TRY IT:
The records should be copied out again with no alteration.

(Point localization data)
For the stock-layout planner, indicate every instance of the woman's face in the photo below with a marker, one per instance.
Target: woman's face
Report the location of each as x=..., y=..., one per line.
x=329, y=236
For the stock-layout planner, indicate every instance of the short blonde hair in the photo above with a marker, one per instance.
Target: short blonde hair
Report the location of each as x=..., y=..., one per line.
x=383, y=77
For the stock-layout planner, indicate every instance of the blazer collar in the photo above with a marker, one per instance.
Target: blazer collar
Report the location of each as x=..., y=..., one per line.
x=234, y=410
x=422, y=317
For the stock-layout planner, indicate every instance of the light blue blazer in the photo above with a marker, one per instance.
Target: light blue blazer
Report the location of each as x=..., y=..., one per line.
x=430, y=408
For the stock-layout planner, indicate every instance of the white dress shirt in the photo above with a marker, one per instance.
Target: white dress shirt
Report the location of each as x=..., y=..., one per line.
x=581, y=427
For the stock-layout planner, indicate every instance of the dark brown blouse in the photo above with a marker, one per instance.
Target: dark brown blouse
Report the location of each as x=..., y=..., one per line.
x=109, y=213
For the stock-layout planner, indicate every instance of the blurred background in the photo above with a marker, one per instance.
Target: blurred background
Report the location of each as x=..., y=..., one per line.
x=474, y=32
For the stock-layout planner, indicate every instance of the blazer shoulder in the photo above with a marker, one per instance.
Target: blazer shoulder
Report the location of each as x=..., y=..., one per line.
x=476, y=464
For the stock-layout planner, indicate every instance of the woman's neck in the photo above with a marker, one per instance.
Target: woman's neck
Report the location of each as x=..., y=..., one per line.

SOLUTION TO THIS TASK:
For the stock-layout planner, indicate every instance of the woman's face in the photo below with a marker, one per instance.
Target: woman's face
Report the location of each as x=..., y=..., one per line.
x=329, y=236
For the stock-layout planner, indicate every instance of the short blonde hair in the photo above with a marker, one per instance.
Target: short blonde hair
Report the location of each as x=..., y=..., one per line.
x=383, y=77
For the stock-layout planner, indicate every instance of the blazer collar in the photo above with a marker, one per instance.
Target: blazer collar
Report the location of each as x=..., y=..., one per line.
x=234, y=410
x=422, y=317
For the stock-layout planner, indicate every instance of the light blue blazer in the photo above with a marker, one per instance.
Target: light blue blazer
Report the location of each as x=..., y=..., one per line.
x=430, y=408
For the stock-layout planner, indicate every instance of the white dress shirt in the photo above with a marker, one per instance.
Target: white dress shirt
Report the location of each as x=..., y=..., one per line.
x=581, y=427
For the stock-layout planner, indicate every instance of the dark brown blouse in the photo above with a marker, one per instance.
Target: dark brown blouse
Report the location of each as x=..., y=..., one per line.
x=109, y=213
For the stock-layout planner, indicate every instance of the blurred background in the photo above with a marker, one per instance.
Target: blurred background
Report the location of each as x=..., y=..., one per line.
x=474, y=32
For the stock-layout planner, indicate every instance of the blazer shoulder in the photo above with a marker, one per instance.
Target: blazer shoulder
Report the location of each as x=..., y=..., one per line.
x=476, y=464
For the stock-layout planner, indicate every instance of the woman's neck in the photo above with a marker, one per instance.
Target: woman's neck
Report the location of each as x=..., y=..., one per line.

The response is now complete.